Each record below should be reproduced as it is written, with pictures left out entirely.

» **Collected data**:
▬▬▬▬▬▬
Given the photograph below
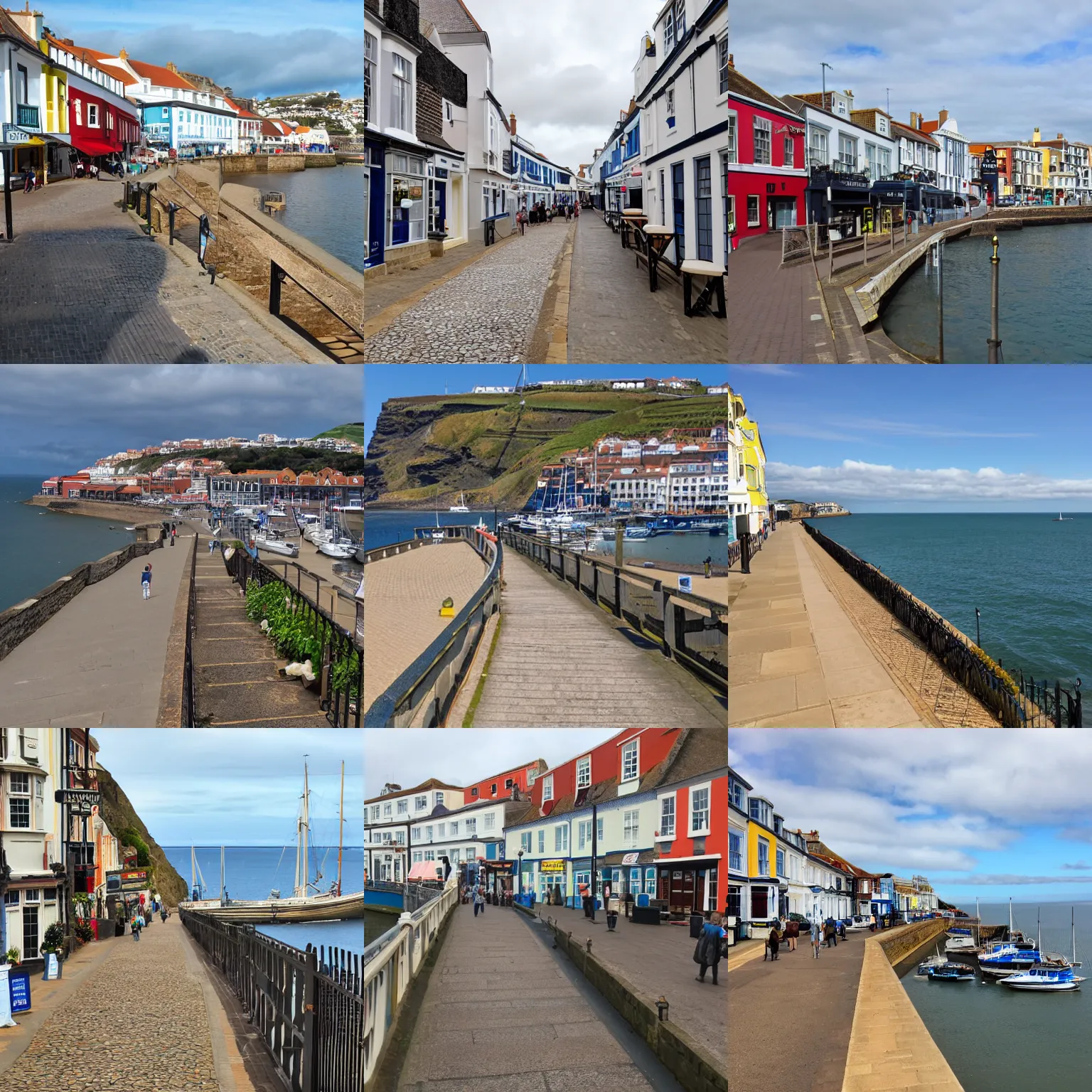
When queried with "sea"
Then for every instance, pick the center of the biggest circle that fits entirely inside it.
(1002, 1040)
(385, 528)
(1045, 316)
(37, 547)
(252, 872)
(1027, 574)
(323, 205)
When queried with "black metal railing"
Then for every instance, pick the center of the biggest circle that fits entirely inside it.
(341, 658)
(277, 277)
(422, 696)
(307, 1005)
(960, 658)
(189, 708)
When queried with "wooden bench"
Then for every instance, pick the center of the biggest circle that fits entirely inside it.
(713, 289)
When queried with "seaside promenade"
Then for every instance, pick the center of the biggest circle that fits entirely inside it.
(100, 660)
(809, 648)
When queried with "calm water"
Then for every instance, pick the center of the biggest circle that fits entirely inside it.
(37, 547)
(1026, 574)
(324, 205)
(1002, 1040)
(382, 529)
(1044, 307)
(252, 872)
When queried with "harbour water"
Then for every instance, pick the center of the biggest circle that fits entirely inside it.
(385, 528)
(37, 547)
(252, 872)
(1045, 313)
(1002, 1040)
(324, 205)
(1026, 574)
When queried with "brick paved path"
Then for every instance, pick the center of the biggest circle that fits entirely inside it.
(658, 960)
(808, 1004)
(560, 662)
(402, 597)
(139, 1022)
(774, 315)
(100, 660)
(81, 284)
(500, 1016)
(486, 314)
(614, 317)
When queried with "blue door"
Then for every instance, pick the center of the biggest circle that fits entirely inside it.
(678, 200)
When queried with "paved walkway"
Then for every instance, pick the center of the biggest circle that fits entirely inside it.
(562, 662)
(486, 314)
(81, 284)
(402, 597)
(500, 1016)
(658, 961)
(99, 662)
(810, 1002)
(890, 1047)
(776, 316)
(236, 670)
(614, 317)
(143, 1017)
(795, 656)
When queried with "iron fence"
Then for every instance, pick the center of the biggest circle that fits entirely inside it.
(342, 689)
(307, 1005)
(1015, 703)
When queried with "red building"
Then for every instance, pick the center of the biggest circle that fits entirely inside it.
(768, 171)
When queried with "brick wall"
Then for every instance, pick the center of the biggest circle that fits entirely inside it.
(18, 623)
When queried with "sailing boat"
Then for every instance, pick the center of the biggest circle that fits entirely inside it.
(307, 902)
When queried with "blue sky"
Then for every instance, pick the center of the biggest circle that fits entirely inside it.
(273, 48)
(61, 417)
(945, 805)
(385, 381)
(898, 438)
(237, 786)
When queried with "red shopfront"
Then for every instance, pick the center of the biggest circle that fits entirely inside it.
▬▬▬▬▬▬
» **Task output**:
Given the photograph below
When queried with "sea"
Then for every instance, pick the center of the biggest circle that fits entirely inside it.
(1002, 1040)
(385, 528)
(1045, 316)
(37, 547)
(252, 872)
(1027, 574)
(323, 205)
When queried with "black metal railing"
Then for every instance, pick the center of the biggest circle that fits entirely inside it.
(341, 658)
(277, 277)
(422, 696)
(307, 1005)
(960, 658)
(189, 708)
When queried with "wooden bench"
Then for every instance, pick the center of the biggest circle that fits entirely inside it.
(713, 289)
When queried with "seaside promenade"
Then for every instance, pick the center of the biggest circle that fits entirely inside it.
(100, 660)
(809, 648)
When queried with "calm water"
Then for every instance, pick the center of the biggest circle that fits entirely inside it.
(37, 547)
(1026, 574)
(324, 205)
(1002, 1040)
(382, 529)
(1044, 307)
(252, 872)
When queried with "harbour water"
Then for every instance, pick the center of the biggest circle that fits entirely inside it.
(385, 528)
(37, 547)
(252, 872)
(1045, 313)
(1002, 1040)
(324, 205)
(1026, 574)
When queried with "brick paved path"
Then for every instance, pick the center of the biggest circle that fits entirely inside it.
(658, 960)
(808, 1004)
(560, 662)
(402, 597)
(139, 1022)
(774, 315)
(100, 660)
(81, 284)
(500, 1016)
(486, 314)
(614, 317)
When queried with "blue door"
Then for every instance, pick the center of the biggest circle that fits entirely inside it.
(678, 200)
When queried with "paved walkway"
Then for every instance, pick the center of the biggest circle that fits entirely inside it.
(562, 662)
(486, 314)
(81, 284)
(402, 597)
(500, 1016)
(658, 961)
(99, 662)
(810, 1002)
(890, 1047)
(776, 316)
(236, 670)
(614, 317)
(143, 1017)
(795, 656)
When queried with "iron fence"
Then for every instance, pick the center of the biggest circle that fits entirely inside it.
(342, 689)
(307, 1005)
(1015, 703)
When queried with "red building"
Then for every instance, pick the center of the biggest circle that fits entirely inside it.
(768, 171)
When queried with "brick wall"
Then for every instance, pick the center of the biggest circle that fits entirely inside it.
(18, 623)
When queried with "sailing boat"
Then for every instance, pick the center of the biggest circle that fits entirely inside it.
(307, 902)
When queried with "blue sky"
Then for every instance, pick the center of the biggest circle that fits entirely inside it.
(273, 48)
(61, 417)
(945, 805)
(385, 381)
(898, 438)
(237, 786)
When queried with "red shopfront"
Then for every instance, pick the center of the biggest circle that fits entirely inside it.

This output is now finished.